■ **RECORDS FOR THE EXERCISE**:
[Start of Attachment]
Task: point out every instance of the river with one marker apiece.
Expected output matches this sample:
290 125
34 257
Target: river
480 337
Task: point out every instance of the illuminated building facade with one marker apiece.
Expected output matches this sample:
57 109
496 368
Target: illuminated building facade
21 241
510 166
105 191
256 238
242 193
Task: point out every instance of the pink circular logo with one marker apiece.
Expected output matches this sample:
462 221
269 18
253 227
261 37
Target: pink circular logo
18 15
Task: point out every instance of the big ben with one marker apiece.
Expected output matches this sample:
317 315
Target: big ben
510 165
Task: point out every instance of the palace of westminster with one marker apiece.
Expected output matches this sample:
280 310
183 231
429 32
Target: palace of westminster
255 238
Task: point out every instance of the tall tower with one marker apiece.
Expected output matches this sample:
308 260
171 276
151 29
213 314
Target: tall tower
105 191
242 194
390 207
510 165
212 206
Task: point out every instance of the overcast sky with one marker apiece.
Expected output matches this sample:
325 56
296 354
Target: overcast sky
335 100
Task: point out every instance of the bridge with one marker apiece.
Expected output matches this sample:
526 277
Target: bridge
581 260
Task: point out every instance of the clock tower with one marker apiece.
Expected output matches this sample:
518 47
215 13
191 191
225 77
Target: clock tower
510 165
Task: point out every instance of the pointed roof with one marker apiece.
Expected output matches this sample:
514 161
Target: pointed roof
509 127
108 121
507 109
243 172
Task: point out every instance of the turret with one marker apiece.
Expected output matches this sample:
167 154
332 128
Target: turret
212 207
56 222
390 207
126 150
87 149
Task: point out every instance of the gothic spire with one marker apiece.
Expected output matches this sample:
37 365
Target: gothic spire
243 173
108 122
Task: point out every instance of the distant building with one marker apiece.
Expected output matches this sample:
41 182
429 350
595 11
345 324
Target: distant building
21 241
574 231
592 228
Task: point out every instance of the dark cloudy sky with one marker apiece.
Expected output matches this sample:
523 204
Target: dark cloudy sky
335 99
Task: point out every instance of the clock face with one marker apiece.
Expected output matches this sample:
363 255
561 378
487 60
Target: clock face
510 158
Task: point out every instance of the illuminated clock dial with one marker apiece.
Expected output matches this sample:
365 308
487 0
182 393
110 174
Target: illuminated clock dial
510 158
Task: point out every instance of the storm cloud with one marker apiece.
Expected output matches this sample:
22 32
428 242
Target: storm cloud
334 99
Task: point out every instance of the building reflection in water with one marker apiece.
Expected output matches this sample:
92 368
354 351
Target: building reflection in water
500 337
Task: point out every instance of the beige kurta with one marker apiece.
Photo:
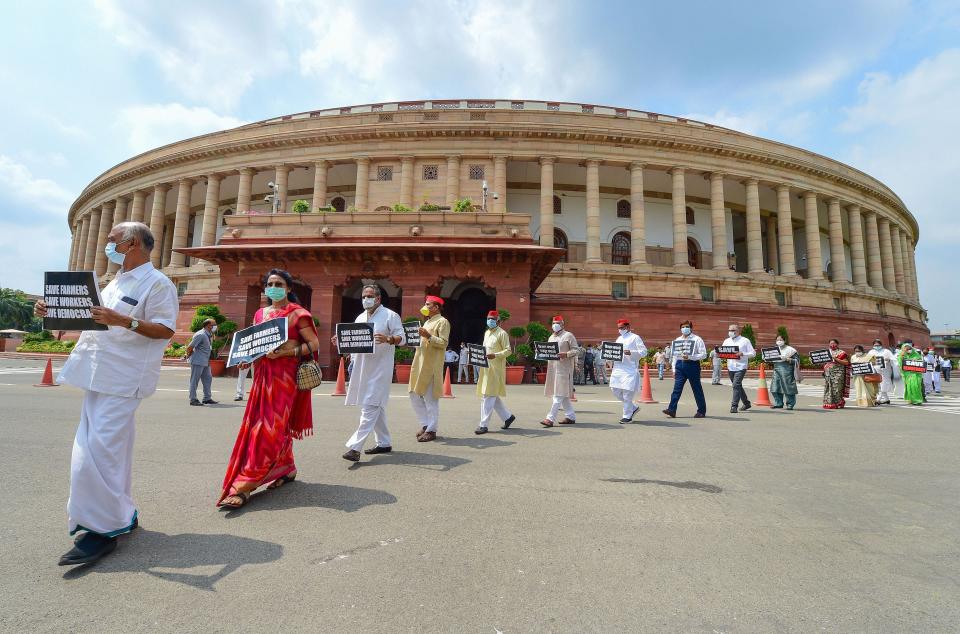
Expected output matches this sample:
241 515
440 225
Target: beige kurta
428 359
560 373
493 380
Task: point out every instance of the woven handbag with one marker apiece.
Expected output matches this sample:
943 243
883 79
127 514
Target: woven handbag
308 374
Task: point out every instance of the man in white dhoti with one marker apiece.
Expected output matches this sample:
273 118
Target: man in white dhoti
492 383
625 378
883 363
559 382
116 368
372 374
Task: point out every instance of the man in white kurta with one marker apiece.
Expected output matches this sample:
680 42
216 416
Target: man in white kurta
625 378
116 368
372 374
492 383
559 382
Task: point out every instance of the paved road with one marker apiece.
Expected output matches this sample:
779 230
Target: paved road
768 521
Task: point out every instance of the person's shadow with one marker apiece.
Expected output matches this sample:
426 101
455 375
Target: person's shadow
155 553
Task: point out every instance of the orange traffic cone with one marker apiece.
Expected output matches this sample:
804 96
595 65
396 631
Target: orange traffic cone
763 396
47 380
340 389
646 392
447 390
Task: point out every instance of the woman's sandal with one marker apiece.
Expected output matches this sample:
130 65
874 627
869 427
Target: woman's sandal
279 482
244 497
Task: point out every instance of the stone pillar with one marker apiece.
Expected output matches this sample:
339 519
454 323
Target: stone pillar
546 201
136 208
93 230
680 256
856 245
874 268
319 185
211 204
838 258
897 259
406 181
106 224
886 255
812 228
772 259
453 180
363 183
788 262
754 232
593 211
500 183
244 189
638 216
157 221
282 173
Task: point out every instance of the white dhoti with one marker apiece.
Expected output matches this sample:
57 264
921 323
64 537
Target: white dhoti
427 408
373 418
489 405
561 402
101 466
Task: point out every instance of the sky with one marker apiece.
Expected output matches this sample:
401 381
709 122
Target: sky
88 84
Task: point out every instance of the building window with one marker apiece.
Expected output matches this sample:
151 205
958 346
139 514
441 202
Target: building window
560 242
620 248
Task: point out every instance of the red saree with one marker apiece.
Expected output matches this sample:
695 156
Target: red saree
277 412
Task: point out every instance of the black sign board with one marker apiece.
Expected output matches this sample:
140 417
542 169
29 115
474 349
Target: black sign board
819 357
611 351
770 354
251 343
728 352
69 296
412 331
354 338
861 369
477 355
546 350
914 365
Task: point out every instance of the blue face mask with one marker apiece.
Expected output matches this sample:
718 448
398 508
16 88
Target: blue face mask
275 293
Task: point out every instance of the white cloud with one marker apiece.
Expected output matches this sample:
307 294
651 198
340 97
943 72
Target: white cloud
147 127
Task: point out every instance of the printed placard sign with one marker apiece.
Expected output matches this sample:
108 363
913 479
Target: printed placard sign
251 343
353 338
69 296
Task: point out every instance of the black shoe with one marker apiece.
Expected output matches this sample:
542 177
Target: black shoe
88 548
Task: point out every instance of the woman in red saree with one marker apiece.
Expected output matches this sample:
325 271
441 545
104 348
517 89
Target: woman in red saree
277 412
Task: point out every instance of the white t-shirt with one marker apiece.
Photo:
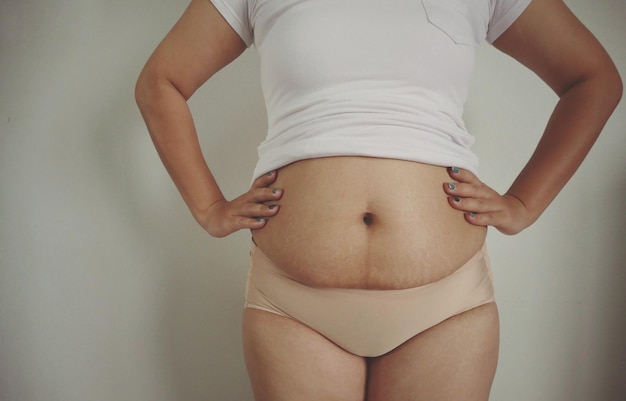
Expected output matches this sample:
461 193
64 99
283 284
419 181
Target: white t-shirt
378 78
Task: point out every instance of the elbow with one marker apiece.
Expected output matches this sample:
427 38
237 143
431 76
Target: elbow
612 86
142 90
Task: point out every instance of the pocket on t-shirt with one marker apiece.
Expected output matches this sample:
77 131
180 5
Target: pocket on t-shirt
450 16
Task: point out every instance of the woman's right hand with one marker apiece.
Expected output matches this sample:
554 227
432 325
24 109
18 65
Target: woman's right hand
248 211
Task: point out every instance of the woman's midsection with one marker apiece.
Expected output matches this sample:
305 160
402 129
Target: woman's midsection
359 222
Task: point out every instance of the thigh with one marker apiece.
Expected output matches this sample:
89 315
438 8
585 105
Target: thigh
288 361
455 360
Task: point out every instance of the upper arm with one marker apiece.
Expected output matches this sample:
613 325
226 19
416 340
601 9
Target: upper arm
552 42
200 44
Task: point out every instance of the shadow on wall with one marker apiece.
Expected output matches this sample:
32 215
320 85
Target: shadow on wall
201 280
614 290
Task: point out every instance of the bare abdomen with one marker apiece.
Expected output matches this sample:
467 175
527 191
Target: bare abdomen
359 222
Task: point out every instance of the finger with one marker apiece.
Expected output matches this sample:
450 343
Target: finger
475 205
260 195
250 223
462 175
265 180
255 210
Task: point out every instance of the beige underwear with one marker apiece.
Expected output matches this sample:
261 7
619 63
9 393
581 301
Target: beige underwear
367 322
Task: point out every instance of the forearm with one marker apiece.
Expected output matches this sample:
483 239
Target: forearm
576 122
172 130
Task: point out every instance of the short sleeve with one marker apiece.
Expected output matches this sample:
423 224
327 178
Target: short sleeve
235 12
503 14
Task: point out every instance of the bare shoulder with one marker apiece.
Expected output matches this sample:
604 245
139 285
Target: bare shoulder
200 44
550 40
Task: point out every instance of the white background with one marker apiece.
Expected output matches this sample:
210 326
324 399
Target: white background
109 290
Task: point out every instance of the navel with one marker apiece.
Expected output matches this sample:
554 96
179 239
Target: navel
368 219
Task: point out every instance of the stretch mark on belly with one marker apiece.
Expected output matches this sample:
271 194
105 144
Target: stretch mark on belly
368 219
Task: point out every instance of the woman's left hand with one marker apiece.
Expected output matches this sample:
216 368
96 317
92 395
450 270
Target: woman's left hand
483 206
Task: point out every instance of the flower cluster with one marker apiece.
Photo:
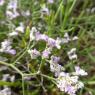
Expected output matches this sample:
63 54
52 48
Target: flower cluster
67 82
7 48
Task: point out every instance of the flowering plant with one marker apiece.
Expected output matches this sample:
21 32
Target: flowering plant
38 52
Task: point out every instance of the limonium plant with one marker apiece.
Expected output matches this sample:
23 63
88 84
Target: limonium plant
29 55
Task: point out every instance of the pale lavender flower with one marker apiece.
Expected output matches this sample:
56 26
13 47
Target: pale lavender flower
44 37
45 10
20 28
51 1
14 33
66 38
51 42
6 91
5 44
11 15
69 84
34 34
2 2
34 53
26 13
72 54
11 51
75 38
54 59
46 53
7 48
54 66
12 4
79 71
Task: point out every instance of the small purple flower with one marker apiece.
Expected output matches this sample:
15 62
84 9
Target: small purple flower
11 51
55 59
51 1
46 53
51 42
34 53
2 2
45 10
40 36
[End of Attachment]
Every line from the one containing "Target: flower cluster" to the end of the entries must be set down exactly, with none omitted and none added.

■ **EXERCISE SOLUTION**:
Target: flower cluster
67 82
7 48
Task: point out every instance of the flowering plant with one marker apiece.
Expected output matches this sample:
21 32
Target: flowering plant
38 52
Task: point out every instance of the limonium plant with one marker apiece.
Expected output matches this sample:
23 63
88 84
Target: limonium plant
29 55
Task: point out every instance of the pale lavender flower with one marker apiece.
Expected output matches this sample:
56 26
13 47
Target: pale lavender flower
44 37
45 10
20 28
51 1
14 33
66 38
51 42
6 91
5 44
11 15
69 84
34 34
2 2
34 53
26 13
72 54
11 51
75 38
54 59
46 53
7 48
54 66
12 4
79 71
Task: point out every instance of the small purple flower with one marker apiece.
Expected output matches this sample:
15 62
84 9
Target: small purple flower
11 51
55 59
51 1
46 53
51 42
34 53
2 2
45 10
40 36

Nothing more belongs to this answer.